+++ Given information +++

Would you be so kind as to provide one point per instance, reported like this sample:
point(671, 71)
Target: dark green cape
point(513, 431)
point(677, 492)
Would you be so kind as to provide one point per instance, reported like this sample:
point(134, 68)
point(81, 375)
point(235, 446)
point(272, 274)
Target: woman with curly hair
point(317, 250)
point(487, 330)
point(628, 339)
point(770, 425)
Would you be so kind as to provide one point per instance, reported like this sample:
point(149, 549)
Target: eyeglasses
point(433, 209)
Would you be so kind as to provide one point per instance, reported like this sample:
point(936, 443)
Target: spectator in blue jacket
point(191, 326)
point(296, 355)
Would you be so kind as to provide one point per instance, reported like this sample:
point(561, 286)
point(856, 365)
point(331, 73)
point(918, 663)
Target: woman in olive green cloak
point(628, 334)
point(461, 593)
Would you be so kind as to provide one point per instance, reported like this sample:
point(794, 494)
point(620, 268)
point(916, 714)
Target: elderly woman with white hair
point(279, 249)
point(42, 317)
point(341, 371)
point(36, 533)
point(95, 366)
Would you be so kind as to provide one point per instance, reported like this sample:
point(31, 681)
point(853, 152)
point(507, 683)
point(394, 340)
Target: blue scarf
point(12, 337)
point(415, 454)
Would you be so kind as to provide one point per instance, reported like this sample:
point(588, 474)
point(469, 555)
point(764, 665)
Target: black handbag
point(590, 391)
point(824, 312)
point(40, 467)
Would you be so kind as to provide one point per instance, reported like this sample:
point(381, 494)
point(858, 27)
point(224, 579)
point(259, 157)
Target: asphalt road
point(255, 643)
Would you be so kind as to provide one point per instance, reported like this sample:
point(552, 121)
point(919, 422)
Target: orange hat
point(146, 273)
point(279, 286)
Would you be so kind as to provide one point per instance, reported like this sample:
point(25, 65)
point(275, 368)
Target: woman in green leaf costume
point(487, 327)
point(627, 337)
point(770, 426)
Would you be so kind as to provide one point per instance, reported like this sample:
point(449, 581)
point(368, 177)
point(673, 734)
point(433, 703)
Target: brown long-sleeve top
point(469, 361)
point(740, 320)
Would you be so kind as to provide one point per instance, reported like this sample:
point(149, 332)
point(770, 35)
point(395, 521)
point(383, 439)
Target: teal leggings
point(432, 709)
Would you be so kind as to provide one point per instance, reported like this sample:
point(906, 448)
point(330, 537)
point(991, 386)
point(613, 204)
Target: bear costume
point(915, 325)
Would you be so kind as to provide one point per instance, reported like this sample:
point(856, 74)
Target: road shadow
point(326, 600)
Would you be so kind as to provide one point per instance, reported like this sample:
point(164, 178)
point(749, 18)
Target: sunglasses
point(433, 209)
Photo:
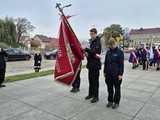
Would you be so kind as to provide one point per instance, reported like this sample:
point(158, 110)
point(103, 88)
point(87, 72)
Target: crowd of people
point(145, 56)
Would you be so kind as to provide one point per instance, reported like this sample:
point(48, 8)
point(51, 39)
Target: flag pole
point(58, 6)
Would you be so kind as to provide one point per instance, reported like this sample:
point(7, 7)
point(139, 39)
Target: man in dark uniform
point(76, 83)
point(113, 72)
point(93, 65)
point(3, 54)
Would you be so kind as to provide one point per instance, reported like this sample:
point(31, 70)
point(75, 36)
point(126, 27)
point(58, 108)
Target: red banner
point(69, 55)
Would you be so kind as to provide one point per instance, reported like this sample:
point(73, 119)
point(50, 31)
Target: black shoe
point(110, 104)
point(2, 86)
point(115, 106)
point(94, 100)
point(88, 97)
point(75, 90)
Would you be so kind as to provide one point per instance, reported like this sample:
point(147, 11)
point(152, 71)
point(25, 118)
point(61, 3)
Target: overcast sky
point(99, 13)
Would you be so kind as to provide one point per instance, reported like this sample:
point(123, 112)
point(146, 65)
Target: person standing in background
point(37, 61)
point(93, 65)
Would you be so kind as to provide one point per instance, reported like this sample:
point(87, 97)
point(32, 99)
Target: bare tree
point(23, 27)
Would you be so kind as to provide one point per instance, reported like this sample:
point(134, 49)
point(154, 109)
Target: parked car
point(51, 55)
point(15, 54)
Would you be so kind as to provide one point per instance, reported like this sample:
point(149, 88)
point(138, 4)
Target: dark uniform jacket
point(114, 62)
point(3, 55)
point(95, 48)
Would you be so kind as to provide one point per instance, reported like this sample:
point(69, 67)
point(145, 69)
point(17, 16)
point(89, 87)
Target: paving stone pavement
point(43, 99)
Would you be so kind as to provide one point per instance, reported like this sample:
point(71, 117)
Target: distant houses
point(42, 42)
point(145, 36)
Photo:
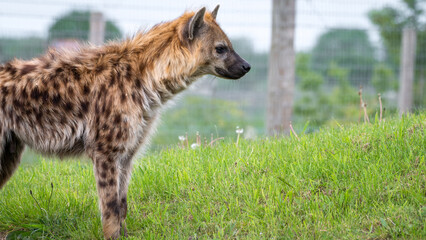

+++

Written instruction.
Can you give the lines running from the start of the items up to and including the line with "point(677, 492)" as a JSON list of strings, one string per line, with blank lines left out?

Completed task.
[
  "Would you be so kind as to provide one point per instance, reported like this sample:",
  "point(671, 71)",
  "Target: dark green cape",
  "point(513, 431)",
  "point(677, 492)"
]